**Objectif du travail:** Rédigez la suite de l'article sur le commerce de l'acier et de l'aluminium entre le Canada et les États-Unis, en partant de sa dernière phrase.

===== Texte à lire =====

FILE - In this Feb. 28, 2017 file photo, New Commerce Secretary Wilbur Ross speaks in the Vice President's ceremonial office in the Eisenhower Executive Office Building on the White House complex in Washington, during his swearing-in ceremony. Ross said Wednesday, March 8, 2017, that the renegotiation of the North American Free Trade Agreement will last more than a year. (AP Photo/Evan Vucci, File) Photo: The Associated Press
Julien Arsenault, La Presse canadienne - La Presse Canadienne

MONTRÉAL — Une majorité des scénarios envisagés par les États-Unis pour réglementer le commerce de l’aluminium et de l’acier risquent de désavantager le Canada, qui pourrait être frappé de nouvelles taxes à la frontière.

Après le bois d’oeuvre, différents types de papiers et la C Series de Bombardier, la prochaine dispute commerciale canado-américaine pourrait donc tourner autour de ces métaux, d’après les scénarios suggérés vendredi.

Dans les conclusions de son rapport, qui a été remis le mois dernier au président Donald Trump, le secrétaire au Commerce, Wilbur Ross, suggère un bouquet d’options, dont des taxes frontalières.

===== Jeu de données =====

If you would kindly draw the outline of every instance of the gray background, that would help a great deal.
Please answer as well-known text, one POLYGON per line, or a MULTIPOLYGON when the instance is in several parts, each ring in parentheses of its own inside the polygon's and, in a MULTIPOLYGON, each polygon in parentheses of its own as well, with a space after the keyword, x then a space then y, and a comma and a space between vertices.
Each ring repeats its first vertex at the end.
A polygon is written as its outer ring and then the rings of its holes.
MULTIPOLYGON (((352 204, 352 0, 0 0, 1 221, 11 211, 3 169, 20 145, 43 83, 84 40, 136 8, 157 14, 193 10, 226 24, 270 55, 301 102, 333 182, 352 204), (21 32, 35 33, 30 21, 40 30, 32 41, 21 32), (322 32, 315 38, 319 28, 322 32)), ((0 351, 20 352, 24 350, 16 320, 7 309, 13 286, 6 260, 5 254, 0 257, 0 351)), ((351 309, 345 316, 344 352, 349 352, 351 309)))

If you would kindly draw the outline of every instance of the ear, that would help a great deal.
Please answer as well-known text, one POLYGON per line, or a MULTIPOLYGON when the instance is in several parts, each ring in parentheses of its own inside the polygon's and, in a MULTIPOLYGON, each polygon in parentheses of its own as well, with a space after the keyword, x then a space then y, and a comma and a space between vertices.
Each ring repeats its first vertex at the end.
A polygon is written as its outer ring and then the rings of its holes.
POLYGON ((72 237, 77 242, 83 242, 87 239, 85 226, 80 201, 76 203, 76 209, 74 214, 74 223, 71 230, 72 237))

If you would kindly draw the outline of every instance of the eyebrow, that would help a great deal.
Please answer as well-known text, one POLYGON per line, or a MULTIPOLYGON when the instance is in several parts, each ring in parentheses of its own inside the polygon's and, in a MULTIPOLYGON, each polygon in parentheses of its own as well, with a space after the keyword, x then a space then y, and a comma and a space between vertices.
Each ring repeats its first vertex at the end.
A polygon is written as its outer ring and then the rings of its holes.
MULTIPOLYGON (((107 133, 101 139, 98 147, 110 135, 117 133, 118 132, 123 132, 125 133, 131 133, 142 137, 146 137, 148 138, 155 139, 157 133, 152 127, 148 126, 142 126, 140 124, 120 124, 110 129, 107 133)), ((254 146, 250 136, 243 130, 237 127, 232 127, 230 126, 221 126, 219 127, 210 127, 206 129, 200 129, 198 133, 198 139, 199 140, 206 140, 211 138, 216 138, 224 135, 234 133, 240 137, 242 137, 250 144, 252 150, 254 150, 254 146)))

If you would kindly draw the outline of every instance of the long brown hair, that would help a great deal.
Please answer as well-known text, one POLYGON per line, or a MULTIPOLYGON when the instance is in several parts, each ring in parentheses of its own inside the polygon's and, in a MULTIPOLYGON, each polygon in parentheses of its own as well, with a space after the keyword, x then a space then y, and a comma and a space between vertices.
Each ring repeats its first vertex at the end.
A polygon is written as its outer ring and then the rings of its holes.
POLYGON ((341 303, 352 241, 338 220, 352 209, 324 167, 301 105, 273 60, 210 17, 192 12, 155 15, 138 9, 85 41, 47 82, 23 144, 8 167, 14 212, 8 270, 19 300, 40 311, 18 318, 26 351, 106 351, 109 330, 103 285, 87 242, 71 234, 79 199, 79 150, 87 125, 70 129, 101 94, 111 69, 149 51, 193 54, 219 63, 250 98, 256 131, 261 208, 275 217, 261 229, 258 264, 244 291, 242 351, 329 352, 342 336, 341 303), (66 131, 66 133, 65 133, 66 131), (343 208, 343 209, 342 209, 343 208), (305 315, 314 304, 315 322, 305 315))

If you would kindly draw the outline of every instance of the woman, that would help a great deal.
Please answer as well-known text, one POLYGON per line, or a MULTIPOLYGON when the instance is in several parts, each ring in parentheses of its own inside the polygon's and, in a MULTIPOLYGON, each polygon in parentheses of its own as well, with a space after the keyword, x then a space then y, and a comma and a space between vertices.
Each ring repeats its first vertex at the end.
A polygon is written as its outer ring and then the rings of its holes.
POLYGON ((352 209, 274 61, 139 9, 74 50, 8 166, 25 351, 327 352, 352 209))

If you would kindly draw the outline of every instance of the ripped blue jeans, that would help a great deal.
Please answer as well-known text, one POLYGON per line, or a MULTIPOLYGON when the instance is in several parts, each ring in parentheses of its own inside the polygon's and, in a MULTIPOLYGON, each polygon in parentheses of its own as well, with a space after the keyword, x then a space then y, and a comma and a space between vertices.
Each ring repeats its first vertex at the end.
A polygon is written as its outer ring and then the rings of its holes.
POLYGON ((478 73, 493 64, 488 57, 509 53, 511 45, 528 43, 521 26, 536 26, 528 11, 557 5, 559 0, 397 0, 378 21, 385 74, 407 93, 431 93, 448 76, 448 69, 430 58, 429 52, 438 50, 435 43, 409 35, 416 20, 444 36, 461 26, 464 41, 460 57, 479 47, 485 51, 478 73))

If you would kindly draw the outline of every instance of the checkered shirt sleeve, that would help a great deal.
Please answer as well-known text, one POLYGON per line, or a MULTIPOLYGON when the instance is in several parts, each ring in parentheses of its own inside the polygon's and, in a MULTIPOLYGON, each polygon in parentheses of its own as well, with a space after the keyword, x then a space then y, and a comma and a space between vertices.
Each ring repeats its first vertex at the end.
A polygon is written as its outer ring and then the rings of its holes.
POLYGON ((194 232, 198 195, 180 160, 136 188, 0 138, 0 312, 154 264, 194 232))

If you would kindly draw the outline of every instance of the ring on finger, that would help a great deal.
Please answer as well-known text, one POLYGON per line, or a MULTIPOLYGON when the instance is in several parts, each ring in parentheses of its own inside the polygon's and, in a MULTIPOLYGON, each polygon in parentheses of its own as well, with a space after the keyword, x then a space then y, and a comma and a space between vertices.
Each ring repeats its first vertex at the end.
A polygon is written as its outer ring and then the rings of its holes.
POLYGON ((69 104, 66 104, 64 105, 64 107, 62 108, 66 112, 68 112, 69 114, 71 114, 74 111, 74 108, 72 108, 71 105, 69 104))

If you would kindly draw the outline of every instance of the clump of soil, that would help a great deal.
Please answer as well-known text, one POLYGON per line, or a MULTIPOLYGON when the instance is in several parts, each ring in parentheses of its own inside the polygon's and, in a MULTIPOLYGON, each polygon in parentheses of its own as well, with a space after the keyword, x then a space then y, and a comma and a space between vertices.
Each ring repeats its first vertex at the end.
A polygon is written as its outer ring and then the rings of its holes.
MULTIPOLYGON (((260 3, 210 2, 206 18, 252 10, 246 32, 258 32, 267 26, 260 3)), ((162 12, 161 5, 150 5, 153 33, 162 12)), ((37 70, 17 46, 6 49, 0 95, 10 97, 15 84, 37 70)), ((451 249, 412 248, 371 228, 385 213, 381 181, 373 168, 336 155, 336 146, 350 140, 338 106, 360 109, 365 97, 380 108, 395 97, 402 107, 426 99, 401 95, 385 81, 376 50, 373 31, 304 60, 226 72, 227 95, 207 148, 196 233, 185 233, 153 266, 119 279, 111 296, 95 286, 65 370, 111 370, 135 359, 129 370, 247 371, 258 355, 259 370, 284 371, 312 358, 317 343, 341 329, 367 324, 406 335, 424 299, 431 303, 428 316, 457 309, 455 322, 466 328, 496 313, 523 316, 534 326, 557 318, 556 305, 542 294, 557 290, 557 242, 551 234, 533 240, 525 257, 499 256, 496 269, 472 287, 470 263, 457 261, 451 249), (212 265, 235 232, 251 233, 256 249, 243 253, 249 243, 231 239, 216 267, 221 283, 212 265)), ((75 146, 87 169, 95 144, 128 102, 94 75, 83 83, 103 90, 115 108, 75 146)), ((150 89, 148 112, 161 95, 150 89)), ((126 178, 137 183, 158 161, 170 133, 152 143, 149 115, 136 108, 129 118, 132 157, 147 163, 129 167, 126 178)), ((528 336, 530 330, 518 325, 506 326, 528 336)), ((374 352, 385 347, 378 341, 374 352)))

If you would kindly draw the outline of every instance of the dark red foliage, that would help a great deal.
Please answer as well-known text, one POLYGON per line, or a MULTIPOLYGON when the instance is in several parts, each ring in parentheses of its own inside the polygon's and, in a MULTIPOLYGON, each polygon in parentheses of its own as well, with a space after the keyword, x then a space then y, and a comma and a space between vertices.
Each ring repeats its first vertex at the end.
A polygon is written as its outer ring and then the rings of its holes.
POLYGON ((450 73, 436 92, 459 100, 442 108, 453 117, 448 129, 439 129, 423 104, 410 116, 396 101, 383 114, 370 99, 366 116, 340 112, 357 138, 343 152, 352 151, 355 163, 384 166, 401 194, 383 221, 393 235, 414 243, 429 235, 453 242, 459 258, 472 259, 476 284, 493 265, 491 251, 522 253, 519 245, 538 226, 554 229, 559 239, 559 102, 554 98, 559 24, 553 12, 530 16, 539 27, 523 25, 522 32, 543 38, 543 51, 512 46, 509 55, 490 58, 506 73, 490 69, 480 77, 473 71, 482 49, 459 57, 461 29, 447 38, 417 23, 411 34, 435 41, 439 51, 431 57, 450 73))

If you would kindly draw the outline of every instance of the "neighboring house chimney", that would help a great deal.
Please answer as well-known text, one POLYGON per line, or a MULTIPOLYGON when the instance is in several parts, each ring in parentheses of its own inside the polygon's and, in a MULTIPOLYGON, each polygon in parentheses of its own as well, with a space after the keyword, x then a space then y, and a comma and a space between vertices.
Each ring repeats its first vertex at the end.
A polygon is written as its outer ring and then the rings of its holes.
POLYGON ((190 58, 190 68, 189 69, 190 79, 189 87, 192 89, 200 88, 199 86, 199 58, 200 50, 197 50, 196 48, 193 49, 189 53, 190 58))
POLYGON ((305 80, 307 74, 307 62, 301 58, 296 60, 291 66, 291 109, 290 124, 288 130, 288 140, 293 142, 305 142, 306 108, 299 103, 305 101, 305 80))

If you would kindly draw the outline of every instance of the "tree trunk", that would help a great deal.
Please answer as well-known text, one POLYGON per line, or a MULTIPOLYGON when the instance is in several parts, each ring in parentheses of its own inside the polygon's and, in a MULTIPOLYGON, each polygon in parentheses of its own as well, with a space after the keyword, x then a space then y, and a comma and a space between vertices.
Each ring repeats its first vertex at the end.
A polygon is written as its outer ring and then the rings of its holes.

=====

**Réponse attendue:**
«L’industrie américaine de l’aluminium tourne à environ 48 pour cent de sa capacité, a-t-il expliqué au cours d’une conférence téléphonique, vendredi. L’objectif est d’atteindre 80 pour cent afin d’assurer la pérennité à long terme.»

M. Ross propose trois options:

— Des tarifs respectifs de 7,7 pour cent et de 24 pour cent sur les exportations d’aluminium et d’acier pour tous les pays.

— Un tarif de 23,6 pour sur les importations d’aluminium en provenance de la Chine, Hong Kong, la Russie, le Venezuela et le Vietnam et une taxe de 53 pour cent visant 12 pays. Dans les deux cas, les exportations des autres pays seraient plafonnées aux niveaux de 2017.

— Un quota pour tous les pays, limitant à 86,7 pour cent du niveau de 2017 la quantité d’aluminium que les pays pourraient exporter. Pour l’acier, ce plafond serait fixé à 63 pour cent.

«Il n’y a pas eu d’importantes progressions au niveau des importations alors je ne crois pas que ce quota serait un problème», a affirmé le secrétaire au Commerce, afin de minimiser l’impact de ces mesures.

Le président Donald Trump devra trancher le 11 avril dans le dossier de l’acier et le 19 avril pour l’aluminium. Rien n’empêche ce dernier d’apporter des modifications, comme exclure le Canada d’éventuelles sanctions.

Le rapport de M. Ross découle d’enquêtes réalisées afin de déterminer si les exportations étrangères d’aluminium et d’acier constituaient une menace pour la sécurité nationale des États-Unis en raison de l’érosion de la production industrielle locale.

L’augmentation de la production étrangère d’acier et d’aluminium, notamment en Chine, a eu un impact sur les prix, ce qui a frappé de plein fouet les producteurs américains.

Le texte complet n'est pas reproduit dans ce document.